** Supplied material follows **
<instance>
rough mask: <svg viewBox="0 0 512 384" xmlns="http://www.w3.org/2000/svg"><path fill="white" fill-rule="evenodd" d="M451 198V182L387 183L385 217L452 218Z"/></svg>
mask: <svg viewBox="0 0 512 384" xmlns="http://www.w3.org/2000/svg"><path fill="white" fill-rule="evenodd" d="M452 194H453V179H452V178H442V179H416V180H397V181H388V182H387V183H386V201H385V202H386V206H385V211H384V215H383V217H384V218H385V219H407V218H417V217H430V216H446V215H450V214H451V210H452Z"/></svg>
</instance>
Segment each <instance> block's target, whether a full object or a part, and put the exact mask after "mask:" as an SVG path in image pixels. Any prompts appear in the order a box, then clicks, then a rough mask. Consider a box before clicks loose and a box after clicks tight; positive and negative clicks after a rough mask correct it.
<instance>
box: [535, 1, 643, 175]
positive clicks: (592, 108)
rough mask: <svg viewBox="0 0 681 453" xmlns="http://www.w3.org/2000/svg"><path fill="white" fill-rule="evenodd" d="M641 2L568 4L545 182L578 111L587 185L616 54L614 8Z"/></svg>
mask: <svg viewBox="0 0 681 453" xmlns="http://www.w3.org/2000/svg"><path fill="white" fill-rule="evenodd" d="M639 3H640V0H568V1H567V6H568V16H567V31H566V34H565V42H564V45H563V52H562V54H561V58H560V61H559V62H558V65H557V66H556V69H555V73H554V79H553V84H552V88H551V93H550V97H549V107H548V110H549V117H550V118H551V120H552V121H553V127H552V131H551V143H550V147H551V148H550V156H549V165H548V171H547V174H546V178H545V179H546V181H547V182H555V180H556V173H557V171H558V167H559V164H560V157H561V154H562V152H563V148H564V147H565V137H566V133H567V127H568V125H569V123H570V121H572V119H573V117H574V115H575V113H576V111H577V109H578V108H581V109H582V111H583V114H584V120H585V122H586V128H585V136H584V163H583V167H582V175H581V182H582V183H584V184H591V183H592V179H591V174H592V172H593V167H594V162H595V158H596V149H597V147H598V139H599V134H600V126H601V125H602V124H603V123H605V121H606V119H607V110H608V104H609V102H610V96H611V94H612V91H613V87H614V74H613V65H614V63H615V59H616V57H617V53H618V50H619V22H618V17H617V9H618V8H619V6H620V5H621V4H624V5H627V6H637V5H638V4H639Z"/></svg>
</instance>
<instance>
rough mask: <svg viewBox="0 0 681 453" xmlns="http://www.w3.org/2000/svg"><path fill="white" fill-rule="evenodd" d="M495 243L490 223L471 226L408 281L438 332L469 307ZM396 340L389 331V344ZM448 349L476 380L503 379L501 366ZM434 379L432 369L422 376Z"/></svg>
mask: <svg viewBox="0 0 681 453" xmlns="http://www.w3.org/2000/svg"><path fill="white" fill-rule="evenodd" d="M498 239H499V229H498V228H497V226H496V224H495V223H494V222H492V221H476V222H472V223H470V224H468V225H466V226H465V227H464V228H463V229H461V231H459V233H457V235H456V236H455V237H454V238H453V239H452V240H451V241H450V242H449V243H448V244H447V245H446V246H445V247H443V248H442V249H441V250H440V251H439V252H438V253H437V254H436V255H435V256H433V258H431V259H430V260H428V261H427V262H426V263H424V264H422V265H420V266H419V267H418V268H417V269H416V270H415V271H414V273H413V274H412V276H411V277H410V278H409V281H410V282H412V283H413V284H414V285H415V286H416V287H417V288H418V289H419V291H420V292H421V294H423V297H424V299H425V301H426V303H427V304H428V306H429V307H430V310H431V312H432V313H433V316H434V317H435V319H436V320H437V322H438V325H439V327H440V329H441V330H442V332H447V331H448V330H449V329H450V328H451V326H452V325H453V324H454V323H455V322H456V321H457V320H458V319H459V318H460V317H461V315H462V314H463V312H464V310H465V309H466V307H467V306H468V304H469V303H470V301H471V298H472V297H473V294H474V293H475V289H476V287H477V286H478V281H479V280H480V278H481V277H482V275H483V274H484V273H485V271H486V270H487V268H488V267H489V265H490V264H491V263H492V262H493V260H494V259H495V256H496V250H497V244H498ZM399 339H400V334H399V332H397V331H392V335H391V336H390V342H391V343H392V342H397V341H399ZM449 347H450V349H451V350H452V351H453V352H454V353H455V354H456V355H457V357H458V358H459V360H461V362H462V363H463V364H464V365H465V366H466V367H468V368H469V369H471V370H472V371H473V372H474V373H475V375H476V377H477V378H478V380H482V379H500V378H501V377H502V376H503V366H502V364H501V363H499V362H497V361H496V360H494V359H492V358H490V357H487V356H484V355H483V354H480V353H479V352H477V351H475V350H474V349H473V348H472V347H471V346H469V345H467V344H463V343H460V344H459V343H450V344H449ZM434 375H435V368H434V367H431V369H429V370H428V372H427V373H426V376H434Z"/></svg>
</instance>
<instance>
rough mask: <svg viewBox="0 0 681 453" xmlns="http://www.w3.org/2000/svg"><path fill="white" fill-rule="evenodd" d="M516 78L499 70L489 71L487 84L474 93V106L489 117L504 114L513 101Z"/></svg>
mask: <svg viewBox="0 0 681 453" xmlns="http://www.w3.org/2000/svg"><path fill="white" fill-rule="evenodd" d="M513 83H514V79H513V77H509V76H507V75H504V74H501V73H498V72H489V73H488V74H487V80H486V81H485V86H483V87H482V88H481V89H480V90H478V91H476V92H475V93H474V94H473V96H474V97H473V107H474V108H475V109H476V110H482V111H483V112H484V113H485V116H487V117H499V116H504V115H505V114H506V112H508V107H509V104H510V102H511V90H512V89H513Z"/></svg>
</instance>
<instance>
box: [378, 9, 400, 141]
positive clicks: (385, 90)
** End of Supplied material **
* The task
For the records above, state the number of lines that contain "clicks", and provide nothing further.

* Result for this task
3